BEGIN Data in this exercise
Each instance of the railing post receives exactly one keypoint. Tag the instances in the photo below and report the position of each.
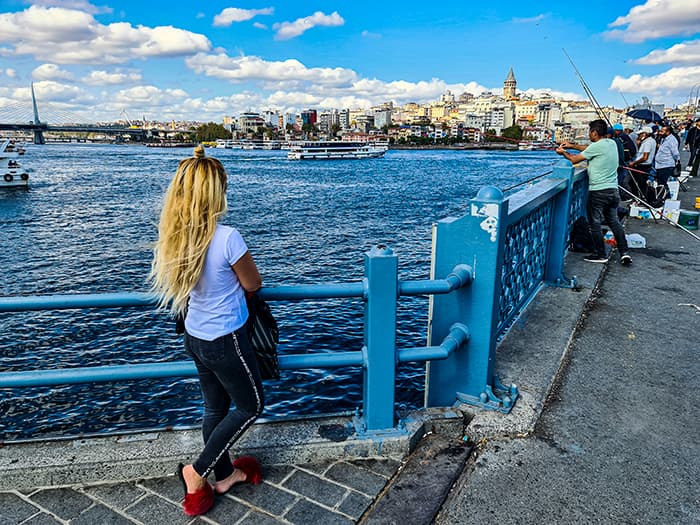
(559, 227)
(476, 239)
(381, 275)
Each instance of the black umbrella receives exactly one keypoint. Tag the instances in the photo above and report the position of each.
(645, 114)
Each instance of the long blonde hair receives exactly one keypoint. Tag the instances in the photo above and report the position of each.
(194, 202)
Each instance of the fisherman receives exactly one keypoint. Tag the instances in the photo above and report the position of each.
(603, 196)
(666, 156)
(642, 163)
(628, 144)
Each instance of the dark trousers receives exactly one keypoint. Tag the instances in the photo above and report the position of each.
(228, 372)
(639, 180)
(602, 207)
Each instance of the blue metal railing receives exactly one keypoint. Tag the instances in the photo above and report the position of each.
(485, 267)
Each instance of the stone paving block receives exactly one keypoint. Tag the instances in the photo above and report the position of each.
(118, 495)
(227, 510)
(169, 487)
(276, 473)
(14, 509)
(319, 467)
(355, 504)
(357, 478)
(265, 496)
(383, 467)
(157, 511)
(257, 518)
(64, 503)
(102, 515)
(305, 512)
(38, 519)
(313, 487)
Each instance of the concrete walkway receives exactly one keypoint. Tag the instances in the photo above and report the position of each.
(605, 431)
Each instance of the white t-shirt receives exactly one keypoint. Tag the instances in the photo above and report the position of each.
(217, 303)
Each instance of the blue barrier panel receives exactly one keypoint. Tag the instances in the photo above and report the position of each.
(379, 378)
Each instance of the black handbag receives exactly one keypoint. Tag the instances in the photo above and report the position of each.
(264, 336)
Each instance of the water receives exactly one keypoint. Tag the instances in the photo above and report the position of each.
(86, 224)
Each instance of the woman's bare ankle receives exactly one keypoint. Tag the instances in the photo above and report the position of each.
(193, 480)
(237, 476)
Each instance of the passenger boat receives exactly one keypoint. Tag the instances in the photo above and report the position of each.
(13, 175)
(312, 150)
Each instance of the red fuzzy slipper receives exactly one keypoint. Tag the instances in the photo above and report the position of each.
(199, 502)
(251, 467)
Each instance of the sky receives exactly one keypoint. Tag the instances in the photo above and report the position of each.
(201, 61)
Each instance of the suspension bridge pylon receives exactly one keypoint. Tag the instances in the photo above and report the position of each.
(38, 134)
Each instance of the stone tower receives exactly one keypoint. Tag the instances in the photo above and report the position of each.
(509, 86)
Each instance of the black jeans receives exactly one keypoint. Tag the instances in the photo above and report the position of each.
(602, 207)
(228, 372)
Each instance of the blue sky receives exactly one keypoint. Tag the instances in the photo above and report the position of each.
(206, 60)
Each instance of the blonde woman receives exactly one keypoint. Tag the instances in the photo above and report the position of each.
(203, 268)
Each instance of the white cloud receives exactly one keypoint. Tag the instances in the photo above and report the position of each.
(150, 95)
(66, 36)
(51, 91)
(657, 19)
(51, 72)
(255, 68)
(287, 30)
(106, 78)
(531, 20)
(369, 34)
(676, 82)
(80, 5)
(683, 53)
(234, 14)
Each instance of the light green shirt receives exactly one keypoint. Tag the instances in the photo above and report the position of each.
END Data in this exercise
## Task requirements
Repeat precisely the lines of the data starting at the one containing "Each instance of the blue sky", last line included.

## Written reply
Each instance of the blue sky receives exactly one keypoint. Tag the instances in the photo above and report the position of each.
(206, 60)
Each instance of the blonde woman receives exactly one keypoint. Tag the instances in the photo above and report the position of each.
(203, 268)
Each instance of the white cloud receives exactly one keypoint. Tag the instances in the photo above and report the position of each.
(150, 95)
(66, 36)
(51, 91)
(657, 19)
(51, 72)
(255, 68)
(287, 30)
(106, 78)
(531, 20)
(369, 34)
(676, 82)
(80, 5)
(683, 53)
(234, 14)
Each instance of the light green shirt receives exactly one keypoint. Tag the instances in the photo above and report the position of each.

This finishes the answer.